出題: 下の提示文から、「1票の格差:広島高裁判決「違憲状態、無効は棄却」参院選」から「続いて2件目。一部の原告は即日上告した。」までを一字も変えずにすべて書き写してください。

提示文:
══════════════════════════════

1票の格差:広島高裁判決「違憲状態、無効は棄却」参院選
毎日新聞 2013年12月05日 11時44分(最終更新 12月05日 18時31分)
「1票の格差」が最大で4.77倍だった今年7月の参院選は、法の下の平等を定めた憲法に違反するとして、弁護士グループが広島、山口両選挙区の選挙の無効を求めた訴訟の判決が5日、広島高裁であった。宇田川基裁判長は「投票価値の著しい不平等状態が生じていた」として違憲状態だったと判断する一方、「国会の裁量権の限界を超えるものとは言えない」として無効請求は棄却した。14高裁・高裁支部で起こされた同種訴訟の判決は、「違憲で無効」とした広島高裁岡山支部に続いて2件目。一部の原告は即日上告した。
参院選の1票の格差を巡っては、2009年と昨年の最高裁大法廷で、選挙制度の見直しを求める判決が相次いだ。しかし、国会は7月の選挙前に定数を「4増4減」したが、小幅な格差縮小にとどまった上、都道府県単位の定数配分の仕組みは維持した。9月になり、参院各派代表による検討会は、選挙制度の改革案を14年中に作り、16年の参院選で導入する方針を示した。

══════════════════════════════

資料:
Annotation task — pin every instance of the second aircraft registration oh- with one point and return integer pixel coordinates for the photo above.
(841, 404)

══════════════════════════════

解答:
1票の格差:広島高裁判決「違憲状態、無効は棄却」参院選
毎日新聞 2013年12月05日 11時44分(最終更新 12月05日 18時31分)
「1票の格差」が最大で4.77倍だった今年7月の参院選は、法の下の平等を定めた憲法に違反するとして、弁護士グループが広島、山口両選挙区の選挙の無効を求めた訴訟の判決が5日、広島高裁であった。宇田川基裁判長は「投票価値の著しい不平等状態が生じていた」として違憲状態だったと判断する一方、「国会の裁量権の限界を超えるものとは言えない」として無効請求は棄却した。14高裁・高裁支部で起こされた同種訴訟の判決は、「違憲で無効」とした広島高裁岡山支部に続いて2件目。一部の原告は即日上告した。